-- Opening Marker --

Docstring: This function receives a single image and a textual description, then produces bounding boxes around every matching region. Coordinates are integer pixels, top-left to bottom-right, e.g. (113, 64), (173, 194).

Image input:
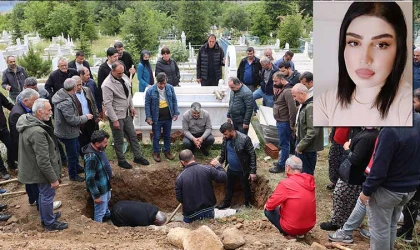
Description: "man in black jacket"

(237, 47), (261, 92)
(360, 113), (420, 249)
(216, 122), (257, 209)
(227, 77), (253, 135)
(111, 201), (166, 227)
(114, 42), (135, 78)
(175, 149), (227, 223)
(2, 56), (28, 103)
(44, 58), (78, 99)
(278, 61), (301, 86)
(196, 34), (225, 86)
(97, 47), (119, 109)
(67, 51), (92, 79)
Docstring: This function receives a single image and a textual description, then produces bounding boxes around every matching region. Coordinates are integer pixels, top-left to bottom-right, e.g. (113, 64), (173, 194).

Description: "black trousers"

(400, 188), (420, 237)
(223, 168), (251, 205)
(232, 121), (249, 135)
(183, 133), (215, 152)
(78, 120), (98, 156)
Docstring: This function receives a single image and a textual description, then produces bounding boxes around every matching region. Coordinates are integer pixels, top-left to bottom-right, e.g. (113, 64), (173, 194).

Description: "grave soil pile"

(0, 161), (373, 249)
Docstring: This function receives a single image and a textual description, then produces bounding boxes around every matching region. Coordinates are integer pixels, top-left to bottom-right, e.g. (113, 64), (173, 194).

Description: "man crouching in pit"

(175, 149), (227, 223)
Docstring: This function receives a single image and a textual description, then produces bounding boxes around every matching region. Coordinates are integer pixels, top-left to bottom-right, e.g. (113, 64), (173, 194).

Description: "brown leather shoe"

(164, 151), (175, 160)
(153, 153), (161, 162)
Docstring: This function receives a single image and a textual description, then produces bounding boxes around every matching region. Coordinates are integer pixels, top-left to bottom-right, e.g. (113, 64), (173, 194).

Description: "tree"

(119, 2), (164, 61)
(18, 46), (52, 78)
(10, 3), (25, 43)
(69, 2), (97, 55)
(176, 1), (210, 45)
(277, 14), (304, 49)
(221, 3), (250, 31)
(21, 2), (54, 35)
(246, 3), (272, 44)
(93, 2), (130, 36)
(44, 3), (74, 39)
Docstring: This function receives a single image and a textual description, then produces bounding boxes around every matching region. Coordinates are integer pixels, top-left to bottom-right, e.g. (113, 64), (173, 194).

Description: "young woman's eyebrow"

(346, 32), (394, 40)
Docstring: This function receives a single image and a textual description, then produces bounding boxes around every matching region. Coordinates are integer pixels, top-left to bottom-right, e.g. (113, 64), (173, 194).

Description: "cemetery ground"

(0, 120), (417, 250)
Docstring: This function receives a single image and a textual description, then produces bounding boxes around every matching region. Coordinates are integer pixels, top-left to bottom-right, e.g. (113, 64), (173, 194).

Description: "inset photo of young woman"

(313, 1), (413, 127)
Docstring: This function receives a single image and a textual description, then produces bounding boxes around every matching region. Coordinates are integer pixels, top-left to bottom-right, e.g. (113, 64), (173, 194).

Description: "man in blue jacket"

(360, 113), (420, 250)
(145, 72), (180, 162)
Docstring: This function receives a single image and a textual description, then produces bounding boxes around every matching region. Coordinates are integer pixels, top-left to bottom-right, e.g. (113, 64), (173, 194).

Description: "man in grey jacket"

(17, 98), (67, 231)
(227, 77), (253, 135)
(2, 56), (28, 103)
(102, 61), (149, 169)
(182, 102), (214, 156)
(52, 78), (93, 182)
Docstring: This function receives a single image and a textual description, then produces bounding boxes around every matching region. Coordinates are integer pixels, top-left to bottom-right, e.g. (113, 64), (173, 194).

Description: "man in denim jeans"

(360, 113), (420, 250)
(145, 72), (180, 162)
(52, 78), (94, 182)
(17, 99), (67, 231)
(292, 83), (324, 175)
(83, 130), (112, 222)
(269, 72), (297, 173)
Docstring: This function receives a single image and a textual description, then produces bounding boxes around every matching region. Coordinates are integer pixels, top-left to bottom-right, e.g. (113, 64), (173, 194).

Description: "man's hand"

(196, 79), (201, 84)
(343, 139), (351, 150)
(210, 158), (220, 167)
(243, 124), (249, 129)
(193, 138), (201, 149)
(227, 118), (232, 124)
(173, 115), (178, 121)
(130, 108), (136, 117)
(95, 118), (102, 123)
(94, 197), (102, 204)
(295, 148), (302, 154)
(86, 114), (94, 120)
(113, 120), (120, 130)
(146, 119), (153, 125)
(248, 174), (257, 182)
(359, 192), (370, 205)
(51, 180), (60, 189)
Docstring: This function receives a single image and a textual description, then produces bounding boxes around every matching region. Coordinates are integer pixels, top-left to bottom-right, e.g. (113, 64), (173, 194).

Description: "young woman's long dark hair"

(337, 2), (407, 119)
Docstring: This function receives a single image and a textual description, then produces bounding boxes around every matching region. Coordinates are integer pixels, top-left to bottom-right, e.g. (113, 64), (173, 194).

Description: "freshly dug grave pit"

(83, 164), (273, 219)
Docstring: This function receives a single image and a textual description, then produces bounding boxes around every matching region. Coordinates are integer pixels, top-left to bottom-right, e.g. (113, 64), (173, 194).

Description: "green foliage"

(168, 41), (188, 63)
(93, 2), (129, 36)
(10, 3), (25, 43)
(69, 2), (97, 55)
(44, 4), (74, 39)
(246, 3), (272, 44)
(415, 1), (420, 21)
(177, 1), (210, 45)
(0, 14), (8, 32)
(221, 3), (250, 31)
(21, 2), (54, 35)
(17, 46), (52, 78)
(119, 2), (164, 61)
(277, 14), (304, 49)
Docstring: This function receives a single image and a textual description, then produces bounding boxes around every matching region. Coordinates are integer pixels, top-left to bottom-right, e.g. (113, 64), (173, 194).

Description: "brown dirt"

(0, 158), (416, 249)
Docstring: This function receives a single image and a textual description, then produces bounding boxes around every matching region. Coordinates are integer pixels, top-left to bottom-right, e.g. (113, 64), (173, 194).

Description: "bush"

(17, 46), (52, 78)
(168, 41), (188, 63)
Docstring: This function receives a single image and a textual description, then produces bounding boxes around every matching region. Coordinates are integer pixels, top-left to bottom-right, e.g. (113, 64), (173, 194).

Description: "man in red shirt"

(264, 156), (316, 238)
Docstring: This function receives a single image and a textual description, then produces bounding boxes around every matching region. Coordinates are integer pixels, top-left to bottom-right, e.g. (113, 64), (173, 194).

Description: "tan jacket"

(102, 74), (133, 122)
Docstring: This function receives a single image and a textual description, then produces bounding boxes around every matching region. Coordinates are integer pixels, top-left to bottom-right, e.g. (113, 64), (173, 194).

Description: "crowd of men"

(0, 39), (419, 250)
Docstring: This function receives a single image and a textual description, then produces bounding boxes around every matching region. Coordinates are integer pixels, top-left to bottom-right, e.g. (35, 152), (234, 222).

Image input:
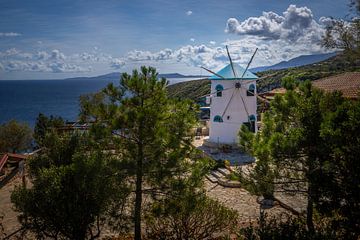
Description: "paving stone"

(218, 167), (231, 176)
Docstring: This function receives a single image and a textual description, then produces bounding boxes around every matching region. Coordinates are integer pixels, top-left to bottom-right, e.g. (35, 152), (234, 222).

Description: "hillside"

(256, 53), (360, 92)
(250, 52), (337, 72)
(167, 78), (210, 101)
(64, 72), (207, 82)
(167, 53), (360, 100)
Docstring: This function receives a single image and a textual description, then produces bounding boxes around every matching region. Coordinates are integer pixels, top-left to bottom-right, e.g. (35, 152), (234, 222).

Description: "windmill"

(201, 45), (259, 144)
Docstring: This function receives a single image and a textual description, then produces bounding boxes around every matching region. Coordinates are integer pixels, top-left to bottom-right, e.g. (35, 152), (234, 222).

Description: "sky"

(0, 0), (350, 80)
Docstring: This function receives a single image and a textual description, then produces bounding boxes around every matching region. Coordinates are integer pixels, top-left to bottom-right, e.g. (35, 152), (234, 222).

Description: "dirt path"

(0, 176), (22, 237)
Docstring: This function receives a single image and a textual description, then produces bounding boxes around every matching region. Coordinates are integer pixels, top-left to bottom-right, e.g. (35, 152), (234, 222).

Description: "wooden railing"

(0, 154), (9, 173)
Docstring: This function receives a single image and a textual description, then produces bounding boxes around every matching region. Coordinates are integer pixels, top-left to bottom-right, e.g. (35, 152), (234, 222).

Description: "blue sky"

(0, 0), (349, 79)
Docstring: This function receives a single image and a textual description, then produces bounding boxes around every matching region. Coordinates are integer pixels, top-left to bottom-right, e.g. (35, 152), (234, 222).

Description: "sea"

(0, 77), (199, 128)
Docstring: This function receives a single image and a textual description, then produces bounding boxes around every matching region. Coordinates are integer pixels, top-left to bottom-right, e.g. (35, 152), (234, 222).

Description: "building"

(208, 64), (258, 144)
(312, 72), (360, 99)
(260, 72), (360, 101)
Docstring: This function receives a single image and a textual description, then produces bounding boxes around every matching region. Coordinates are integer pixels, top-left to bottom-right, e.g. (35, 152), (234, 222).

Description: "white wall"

(209, 80), (257, 144)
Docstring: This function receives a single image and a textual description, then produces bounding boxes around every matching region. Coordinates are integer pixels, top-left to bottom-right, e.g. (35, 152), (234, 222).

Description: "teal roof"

(209, 64), (258, 80)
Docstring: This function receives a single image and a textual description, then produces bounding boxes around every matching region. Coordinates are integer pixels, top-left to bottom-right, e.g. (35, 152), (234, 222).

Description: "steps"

(217, 167), (231, 176)
(206, 168), (241, 188)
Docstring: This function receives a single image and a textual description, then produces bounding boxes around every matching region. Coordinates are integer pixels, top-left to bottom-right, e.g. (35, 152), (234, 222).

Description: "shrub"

(145, 191), (238, 240)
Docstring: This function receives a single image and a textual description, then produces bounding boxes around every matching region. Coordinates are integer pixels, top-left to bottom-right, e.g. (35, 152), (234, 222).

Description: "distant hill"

(64, 72), (206, 81)
(167, 53), (360, 100)
(65, 72), (120, 81)
(250, 52), (338, 73)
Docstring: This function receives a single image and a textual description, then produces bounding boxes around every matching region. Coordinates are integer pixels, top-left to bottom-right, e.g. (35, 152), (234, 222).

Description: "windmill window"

(247, 84), (255, 96)
(215, 84), (224, 97)
(243, 115), (256, 132)
(214, 115), (223, 122)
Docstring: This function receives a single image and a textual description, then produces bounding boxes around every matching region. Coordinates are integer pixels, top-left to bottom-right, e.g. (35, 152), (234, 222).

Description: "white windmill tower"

(202, 46), (259, 145)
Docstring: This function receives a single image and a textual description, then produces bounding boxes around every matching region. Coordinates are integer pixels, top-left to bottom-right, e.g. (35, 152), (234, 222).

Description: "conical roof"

(208, 63), (258, 80)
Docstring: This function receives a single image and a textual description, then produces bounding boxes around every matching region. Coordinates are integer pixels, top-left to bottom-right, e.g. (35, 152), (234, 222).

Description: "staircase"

(206, 167), (241, 188)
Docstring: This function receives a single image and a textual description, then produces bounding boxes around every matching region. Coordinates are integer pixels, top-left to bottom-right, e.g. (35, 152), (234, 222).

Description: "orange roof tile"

(312, 72), (360, 99)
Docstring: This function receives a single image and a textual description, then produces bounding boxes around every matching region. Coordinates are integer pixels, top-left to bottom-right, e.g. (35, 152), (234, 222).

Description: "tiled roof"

(209, 64), (258, 80)
(312, 72), (360, 99)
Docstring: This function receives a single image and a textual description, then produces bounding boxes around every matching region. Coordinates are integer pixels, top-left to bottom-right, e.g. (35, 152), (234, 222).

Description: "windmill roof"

(209, 63), (258, 80)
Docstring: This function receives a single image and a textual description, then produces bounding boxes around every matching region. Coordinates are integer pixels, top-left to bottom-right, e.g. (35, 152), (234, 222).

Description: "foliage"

(316, 99), (360, 238)
(79, 66), (210, 240)
(226, 171), (241, 181)
(240, 77), (360, 237)
(33, 113), (64, 146)
(237, 213), (336, 240)
(166, 79), (210, 101)
(239, 80), (347, 231)
(322, 0), (360, 61)
(145, 191), (238, 240)
(0, 119), (33, 153)
(11, 132), (129, 240)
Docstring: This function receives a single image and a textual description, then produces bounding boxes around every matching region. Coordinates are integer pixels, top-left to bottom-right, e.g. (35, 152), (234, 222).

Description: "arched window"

(215, 84), (224, 97)
(249, 115), (256, 132)
(247, 84), (255, 96)
(213, 115), (223, 122)
(244, 115), (256, 132)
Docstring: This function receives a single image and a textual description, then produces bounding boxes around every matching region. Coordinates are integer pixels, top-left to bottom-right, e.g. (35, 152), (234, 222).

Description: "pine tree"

(0, 120), (32, 153)
(80, 66), (206, 240)
(239, 80), (344, 232)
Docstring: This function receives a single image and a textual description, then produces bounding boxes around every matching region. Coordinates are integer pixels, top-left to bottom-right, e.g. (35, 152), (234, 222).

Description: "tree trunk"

(134, 142), (143, 240)
(306, 184), (315, 233)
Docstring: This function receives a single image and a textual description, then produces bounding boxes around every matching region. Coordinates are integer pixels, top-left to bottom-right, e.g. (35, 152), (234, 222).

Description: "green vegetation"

(256, 53), (360, 91)
(8, 67), (239, 240)
(238, 213), (336, 240)
(11, 132), (129, 240)
(146, 191), (238, 239)
(167, 78), (210, 100)
(33, 113), (65, 146)
(323, 0), (360, 61)
(78, 66), (214, 240)
(226, 171), (241, 181)
(0, 120), (32, 153)
(239, 78), (360, 238)
(5, 1), (360, 236)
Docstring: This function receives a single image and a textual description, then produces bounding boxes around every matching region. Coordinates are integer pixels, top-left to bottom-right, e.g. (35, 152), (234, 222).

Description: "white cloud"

(110, 58), (125, 69)
(225, 4), (327, 43)
(50, 49), (66, 60)
(190, 38), (195, 42)
(0, 4), (336, 77)
(0, 48), (92, 73)
(36, 51), (49, 60)
(48, 62), (90, 73)
(1, 60), (90, 73)
(0, 32), (22, 37)
(186, 10), (193, 16)
(319, 16), (334, 27)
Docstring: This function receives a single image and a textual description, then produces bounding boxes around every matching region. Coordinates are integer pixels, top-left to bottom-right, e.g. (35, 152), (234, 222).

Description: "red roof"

(312, 72), (360, 99)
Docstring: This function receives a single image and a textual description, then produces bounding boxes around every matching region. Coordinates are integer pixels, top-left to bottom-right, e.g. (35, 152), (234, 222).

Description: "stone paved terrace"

(193, 136), (255, 165)
(205, 180), (289, 225)
(195, 136), (307, 222)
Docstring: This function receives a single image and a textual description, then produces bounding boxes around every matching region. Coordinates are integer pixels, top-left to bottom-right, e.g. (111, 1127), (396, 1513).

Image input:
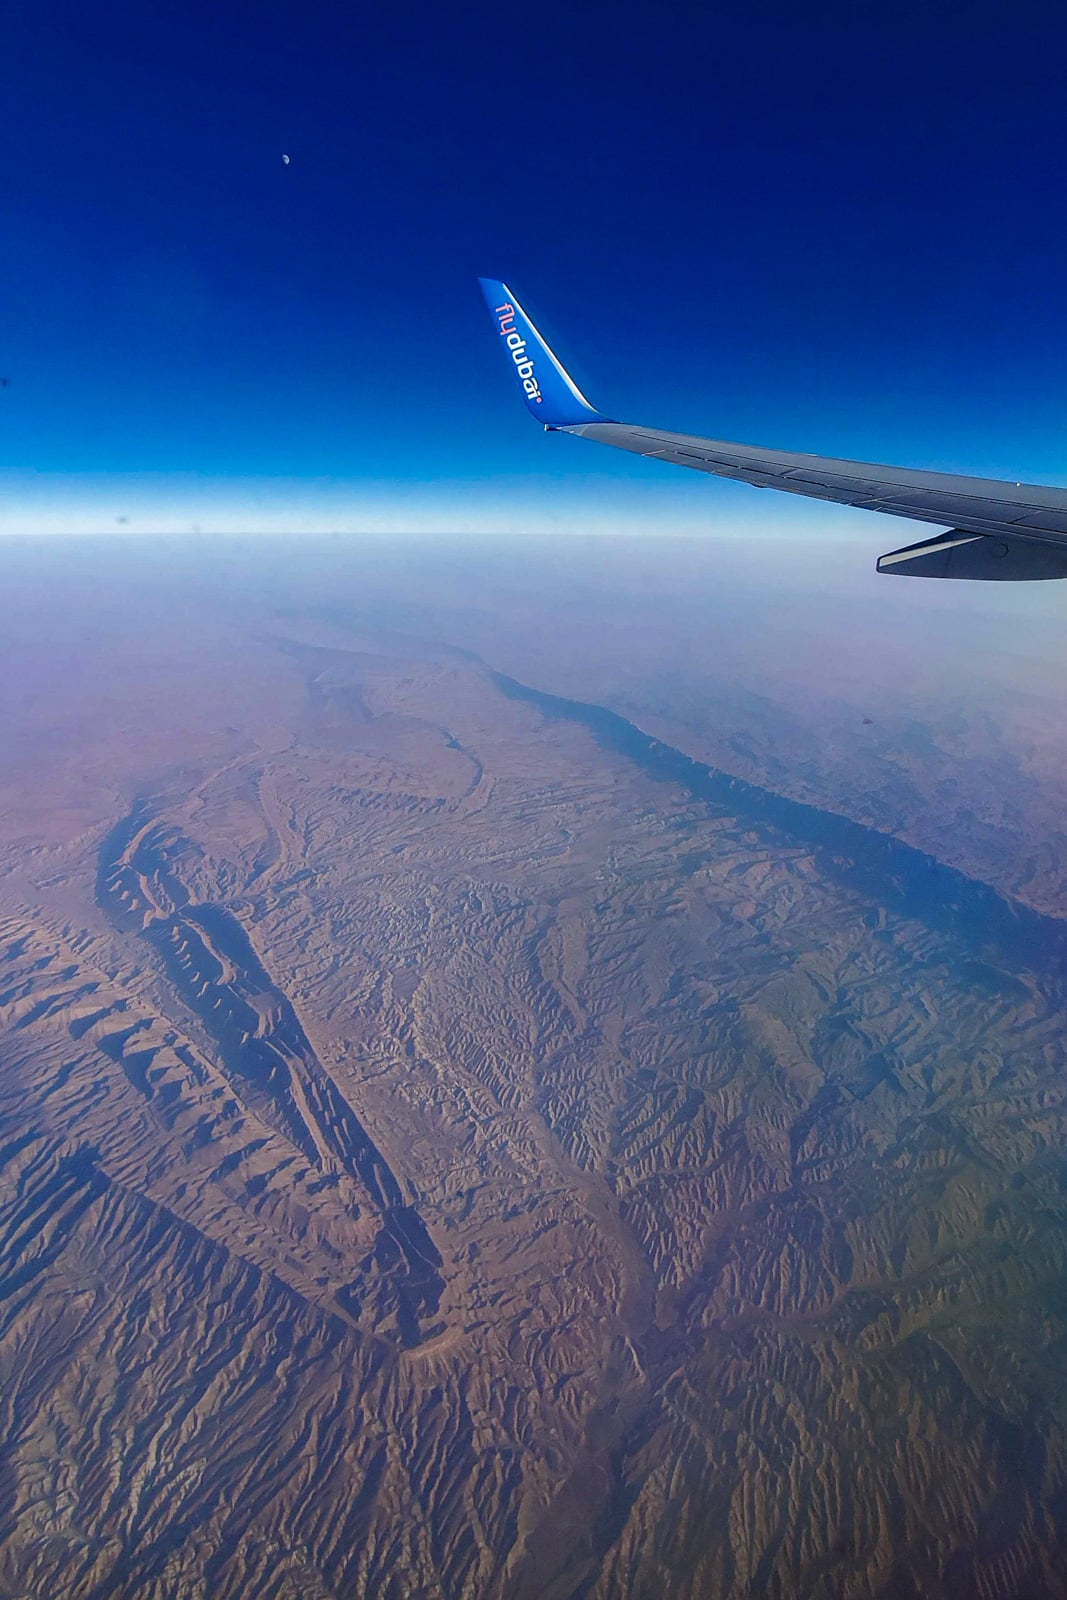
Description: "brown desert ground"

-- Closing Marker --

> _WORK ITEM_
In your answer, copy exactly the lines running from the line with "1127), (396, 1513)." to the end of the material above, both included, and omit all pictures.

> _ANSWER TO THE EXERCISE_
Docstring: This function receives a single image and a textual description, then produces bounding boxes around every matching region. Coordinates are integer pixels, top-left to bottom-right, e.g. (111, 1127), (396, 1513).

Image input:
Description: "brown desert ground"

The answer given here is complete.